## [TASK DETAILS]
Transcribe every record that appears below, exactly and in full.

## [DATA EXTRACT]
/---

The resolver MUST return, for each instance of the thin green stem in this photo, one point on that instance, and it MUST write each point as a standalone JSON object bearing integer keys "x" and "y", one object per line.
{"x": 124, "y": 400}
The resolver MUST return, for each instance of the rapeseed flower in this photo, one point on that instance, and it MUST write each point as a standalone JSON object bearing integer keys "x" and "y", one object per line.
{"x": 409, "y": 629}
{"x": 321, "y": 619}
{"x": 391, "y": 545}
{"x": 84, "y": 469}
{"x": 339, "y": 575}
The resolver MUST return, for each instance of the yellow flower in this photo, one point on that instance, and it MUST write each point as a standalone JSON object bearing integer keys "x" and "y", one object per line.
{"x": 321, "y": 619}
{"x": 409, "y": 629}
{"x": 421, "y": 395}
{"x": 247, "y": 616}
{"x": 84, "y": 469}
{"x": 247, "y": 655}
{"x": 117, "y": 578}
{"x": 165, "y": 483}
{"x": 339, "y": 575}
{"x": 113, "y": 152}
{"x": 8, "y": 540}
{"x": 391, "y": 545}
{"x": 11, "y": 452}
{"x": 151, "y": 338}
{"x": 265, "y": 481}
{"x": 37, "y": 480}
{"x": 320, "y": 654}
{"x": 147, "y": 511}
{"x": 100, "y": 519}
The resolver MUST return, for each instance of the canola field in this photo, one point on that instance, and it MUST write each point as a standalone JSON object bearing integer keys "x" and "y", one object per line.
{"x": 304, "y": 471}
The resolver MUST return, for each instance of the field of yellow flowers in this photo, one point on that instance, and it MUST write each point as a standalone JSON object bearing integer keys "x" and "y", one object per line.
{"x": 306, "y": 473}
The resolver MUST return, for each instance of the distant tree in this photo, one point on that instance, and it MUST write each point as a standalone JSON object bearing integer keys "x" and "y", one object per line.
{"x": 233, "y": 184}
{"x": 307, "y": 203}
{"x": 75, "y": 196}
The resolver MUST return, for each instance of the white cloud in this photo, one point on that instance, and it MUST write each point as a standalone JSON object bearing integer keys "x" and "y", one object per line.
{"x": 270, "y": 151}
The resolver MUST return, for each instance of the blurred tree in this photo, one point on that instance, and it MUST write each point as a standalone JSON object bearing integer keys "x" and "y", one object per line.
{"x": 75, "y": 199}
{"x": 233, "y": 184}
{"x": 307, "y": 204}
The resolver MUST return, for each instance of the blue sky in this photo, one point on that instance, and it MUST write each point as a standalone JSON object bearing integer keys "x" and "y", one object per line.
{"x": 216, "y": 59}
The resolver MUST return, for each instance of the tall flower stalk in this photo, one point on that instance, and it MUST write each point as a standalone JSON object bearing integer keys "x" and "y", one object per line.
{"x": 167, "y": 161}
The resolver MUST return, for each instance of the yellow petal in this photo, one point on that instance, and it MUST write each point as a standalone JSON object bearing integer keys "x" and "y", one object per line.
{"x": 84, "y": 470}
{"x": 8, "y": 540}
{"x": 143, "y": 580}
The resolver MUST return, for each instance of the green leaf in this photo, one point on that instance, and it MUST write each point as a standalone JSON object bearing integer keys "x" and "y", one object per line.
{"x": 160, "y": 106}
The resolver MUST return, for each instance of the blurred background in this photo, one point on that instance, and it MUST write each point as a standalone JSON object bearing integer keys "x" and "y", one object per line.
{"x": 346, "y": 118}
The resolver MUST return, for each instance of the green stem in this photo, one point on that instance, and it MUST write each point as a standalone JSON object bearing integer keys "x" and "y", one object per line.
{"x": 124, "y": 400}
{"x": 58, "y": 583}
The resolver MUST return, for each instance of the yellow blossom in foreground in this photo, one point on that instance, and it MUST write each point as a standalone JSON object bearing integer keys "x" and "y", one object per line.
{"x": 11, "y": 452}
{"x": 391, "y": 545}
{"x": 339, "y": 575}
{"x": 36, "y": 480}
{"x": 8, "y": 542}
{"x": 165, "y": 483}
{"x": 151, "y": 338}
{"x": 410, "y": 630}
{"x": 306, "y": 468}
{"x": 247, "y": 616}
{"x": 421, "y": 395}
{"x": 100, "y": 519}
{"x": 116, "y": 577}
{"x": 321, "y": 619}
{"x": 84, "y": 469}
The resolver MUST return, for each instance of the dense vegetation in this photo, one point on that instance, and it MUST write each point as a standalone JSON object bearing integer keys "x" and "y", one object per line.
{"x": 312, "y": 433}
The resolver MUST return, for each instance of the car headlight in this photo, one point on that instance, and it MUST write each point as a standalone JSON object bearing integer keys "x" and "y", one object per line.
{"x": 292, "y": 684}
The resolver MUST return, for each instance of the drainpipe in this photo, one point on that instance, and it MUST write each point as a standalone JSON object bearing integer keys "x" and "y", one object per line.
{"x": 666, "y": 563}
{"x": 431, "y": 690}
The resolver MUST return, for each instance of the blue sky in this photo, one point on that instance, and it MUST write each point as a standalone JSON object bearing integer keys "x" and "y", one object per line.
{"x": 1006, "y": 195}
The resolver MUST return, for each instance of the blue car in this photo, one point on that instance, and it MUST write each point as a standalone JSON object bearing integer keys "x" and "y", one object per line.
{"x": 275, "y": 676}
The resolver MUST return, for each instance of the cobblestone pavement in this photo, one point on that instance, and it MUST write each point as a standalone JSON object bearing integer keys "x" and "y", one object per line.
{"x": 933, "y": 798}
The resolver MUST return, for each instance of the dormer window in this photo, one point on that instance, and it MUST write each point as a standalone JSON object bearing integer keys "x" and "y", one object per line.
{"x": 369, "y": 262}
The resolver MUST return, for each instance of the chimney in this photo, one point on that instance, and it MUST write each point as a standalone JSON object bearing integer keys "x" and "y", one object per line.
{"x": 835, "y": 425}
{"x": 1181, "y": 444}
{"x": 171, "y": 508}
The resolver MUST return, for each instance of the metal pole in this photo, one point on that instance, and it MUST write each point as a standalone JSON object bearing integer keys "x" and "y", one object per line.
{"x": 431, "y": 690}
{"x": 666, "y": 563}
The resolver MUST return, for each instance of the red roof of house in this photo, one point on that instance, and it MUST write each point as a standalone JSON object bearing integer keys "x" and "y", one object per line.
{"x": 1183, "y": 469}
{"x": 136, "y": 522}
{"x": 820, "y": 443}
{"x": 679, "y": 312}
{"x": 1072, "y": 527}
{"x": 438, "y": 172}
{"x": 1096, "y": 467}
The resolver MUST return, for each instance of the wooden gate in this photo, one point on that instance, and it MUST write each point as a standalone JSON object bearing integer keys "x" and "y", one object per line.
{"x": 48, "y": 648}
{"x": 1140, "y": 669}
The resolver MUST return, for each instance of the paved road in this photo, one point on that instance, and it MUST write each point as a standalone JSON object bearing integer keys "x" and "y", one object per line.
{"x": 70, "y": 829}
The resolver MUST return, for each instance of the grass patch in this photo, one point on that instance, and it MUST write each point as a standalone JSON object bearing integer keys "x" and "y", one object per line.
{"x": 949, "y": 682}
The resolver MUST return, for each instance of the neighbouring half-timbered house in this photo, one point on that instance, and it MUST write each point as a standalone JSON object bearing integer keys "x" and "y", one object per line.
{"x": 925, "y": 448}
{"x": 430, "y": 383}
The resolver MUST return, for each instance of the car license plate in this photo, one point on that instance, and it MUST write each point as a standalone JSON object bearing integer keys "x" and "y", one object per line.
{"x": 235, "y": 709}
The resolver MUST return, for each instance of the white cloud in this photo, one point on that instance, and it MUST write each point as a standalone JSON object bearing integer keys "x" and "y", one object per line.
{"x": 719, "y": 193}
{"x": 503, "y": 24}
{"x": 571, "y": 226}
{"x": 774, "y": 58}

\---

## [REPLY]
The resolver MUST return, for each instance of the thin green stem in this photo, one point on that instance, and it MUST write each point as a standalone JSON object bearing integer keys "x" and "y", one object per line.
{"x": 124, "y": 400}
The resolver MUST return, for each instance of the rapeseed flower in this photo, one point on that instance, and it MUST write each point as a standalone JSON object bearing integer keys "x" and "y", one object per line.
{"x": 409, "y": 629}
{"x": 321, "y": 619}
{"x": 391, "y": 545}
{"x": 84, "y": 469}
{"x": 339, "y": 575}
The resolver MUST return, for each instance of the yellow flower in this photo, one point on that instance, and it MUST write each point as a standalone JSON object bearing integer keys "x" and "y", one object per line.
{"x": 321, "y": 619}
{"x": 409, "y": 629}
{"x": 421, "y": 395}
{"x": 247, "y": 616}
{"x": 84, "y": 469}
{"x": 247, "y": 655}
{"x": 117, "y": 578}
{"x": 165, "y": 483}
{"x": 339, "y": 575}
{"x": 113, "y": 152}
{"x": 8, "y": 540}
{"x": 391, "y": 545}
{"x": 11, "y": 452}
{"x": 151, "y": 338}
{"x": 265, "y": 481}
{"x": 37, "y": 480}
{"x": 320, "y": 654}
{"x": 147, "y": 511}
{"x": 100, "y": 519}
The resolver MUST return, for each instance of the canola field in this photo, one point on that instance, and it MUST write each point as a standalone JSON object bearing integer keys "x" and "y", one object per line.
{"x": 304, "y": 471}
The resolver MUST return, for each instance of the field of yellow flowers in this photo, one point on that instance, and it MUST write each point as a standalone JSON object bearing integer keys "x" and "y", one object per line.
{"x": 306, "y": 473}
The resolver MUST return, for each instance of the distant tree in this photo, one point on that instance, and it MUST write each point as a standalone JSON object bearing integer keys "x" and "y", one object per line.
{"x": 233, "y": 184}
{"x": 307, "y": 203}
{"x": 75, "y": 196}
The resolver MUST return, for each instance of the white cloud in this photo, one point on that instance, and it MUST write each point as a standalone JSON object bearing integer keys "x" and "y", one object per line.
{"x": 270, "y": 151}
The resolver MUST return, for each instance of the blurred tree in this photo, one point on that instance, and it MUST write each point as a standalone JSON object bearing integer keys "x" and "y", one object per line.
{"x": 75, "y": 199}
{"x": 233, "y": 184}
{"x": 307, "y": 204}
The resolver MUST return, for each instance of the blue sky in this photo, one point on that instance, and it MUST write each point as a standalone JSON object bearing integer keys "x" and "y", one object per line.
{"x": 216, "y": 59}
The resolver MUST return, for each instance of the tall flower stalk in this photo, one point on that instance, and it MUST write each point as a standalone JSON object bearing integer keys "x" and "y", one object per line.
{"x": 167, "y": 161}
The resolver MUST return, for each instance of the yellow petal in this photo, one point on that instance, and it MUST write each point as a standalone JSON object bearing integer keys "x" and "y", one object per line.
{"x": 84, "y": 470}
{"x": 8, "y": 540}
{"x": 143, "y": 580}
The resolver MUST return, for each instance of the green leaf in this photo, one point on that instance, and it MUST write each point as a standalone JSON object bearing integer keys "x" and "y", one object per line.
{"x": 160, "y": 106}
The resolver MUST return, for each instance of the blurred background in this photo, one point on that instance, and it MUST write each point as a standalone JSON object bearing integer keys "x" and "y", one object per line.
{"x": 346, "y": 118}
The resolver MUST return, for each instance of the green stem in this photo, one point on that instance, and it MUST write each point as a standalone JSON object bearing integer keys "x" and "y", one object per line.
{"x": 124, "y": 400}
{"x": 58, "y": 583}
The resolver MUST return, for each instance of the yellow blossom in foreground in this photo, one point on that instance, and it MUST write each point as a standalone JSON object bearing integer keys "x" and "y", one object per line.
{"x": 11, "y": 452}
{"x": 391, "y": 545}
{"x": 339, "y": 575}
{"x": 36, "y": 480}
{"x": 8, "y": 542}
{"x": 165, "y": 483}
{"x": 151, "y": 338}
{"x": 410, "y": 630}
{"x": 306, "y": 468}
{"x": 247, "y": 616}
{"x": 421, "y": 395}
{"x": 100, "y": 519}
{"x": 116, "y": 577}
{"x": 321, "y": 619}
{"x": 84, "y": 469}
The resolver MUST return, for each instance of the dense vegetation in this photo, one point on that instance, and it MUST write each point as a standalone JSON object bearing integer keys "x" and "y", one object per line.
{"x": 312, "y": 433}
The resolver MUST return, for each instance of the car headlight in this photo, one point on that instance, and it MUST write each point as a standalone JSON object bearing integer keys "x" and "y", one object per line.
{"x": 292, "y": 684}
The resolver MUST return, for each instance of the drainpipe in this photo, one point on that instance, and it MUST write each point as a standalone JSON object bearing integer keys "x" and "y", one object per line.
{"x": 666, "y": 563}
{"x": 431, "y": 690}
The resolver MUST return, for each instance of the blue sky in this photo, one point on that instance, and it MUST write each point as a standalone JSON object bearing integer keys "x" and "y", one object per line.
{"x": 1006, "y": 195}
The resolver MUST return, for each instance of the blue car in this photo, one point on that instance, and it MUST write each point as a standalone JSON object bearing integer keys "x" and "y", one object per line.
{"x": 275, "y": 676}
The resolver MUST return, for each instance of the cobblestone pavement in this photo, one point on that instance, and it MUST write each point as a standalone JSON object bearing integer keys "x" and "y", one object per line.
{"x": 933, "y": 798}
The resolver MUST return, for each instance of the dormer window in this photo, one point on that instance, and it MUST write each point as a standalone JSON object bearing integer keys "x" and "y", one object per line.
{"x": 369, "y": 262}
The resolver MUST return, for each instance of the chimney in this photo, one point on that instance, and it MUST write each point as a standalone JSON object bearing integer keys "x" and "y", one object per line.
{"x": 835, "y": 425}
{"x": 1181, "y": 444}
{"x": 171, "y": 508}
The resolver MUST return, for each instance of the metal pole in this photo, one point on that instance, and it MUST write each point as a standalone JSON object bearing integer keys "x" and "y", one object per line.
{"x": 431, "y": 690}
{"x": 666, "y": 563}
The resolver MUST return, for each instance of the red roof of house in this photo, one point on that instance, and it MUST write each point as a standalone JSON object bearing integer keys "x" and "y", one object per line.
{"x": 1183, "y": 469}
{"x": 136, "y": 522}
{"x": 820, "y": 443}
{"x": 679, "y": 312}
{"x": 1072, "y": 527}
{"x": 438, "y": 172}
{"x": 1096, "y": 467}
The resolver MUST return, for each instance of the wooden gate in this photo, one point on that instance, and it MUST write each point as a standalone JSON object bearing integer keys "x" and "y", one object per line.
{"x": 48, "y": 648}
{"x": 1140, "y": 669}
The resolver MUST return, for each instance of the paved road in this photo, one point on that instance, and it MUST write each point as a standalone JSON object bearing integer keys "x" and "y", one object per line.
{"x": 70, "y": 829}
The resolver MUST return, for each instance of the grass patch in this photo, one point on that instance, and it MUST write each point as a standalone JSON object bearing integer keys "x" and "y", one object per line.
{"x": 949, "y": 682}
The resolver MUST return, for each instance of the neighbouring half-timbered house in this photo, one point on that instance, and it MUST write each point as a standalone JSON object bearing integer keys "x" and "y", one object per line.
{"x": 925, "y": 448}
{"x": 430, "y": 383}
The resolver MUST return, for each instance of the car license plate in this photo, one point on that instance, and it MUST write each point as a standalone JSON object bearing integer keys "x" and "y", one object per line.
{"x": 235, "y": 709}
The resolver MUST return, for each instance of the white cloud in this photo, one point on that instance, and it MUST write each point as a standalone JSON object bearing integer keys "x" and "y", one object per line.
{"x": 719, "y": 193}
{"x": 503, "y": 24}
{"x": 571, "y": 226}
{"x": 774, "y": 58}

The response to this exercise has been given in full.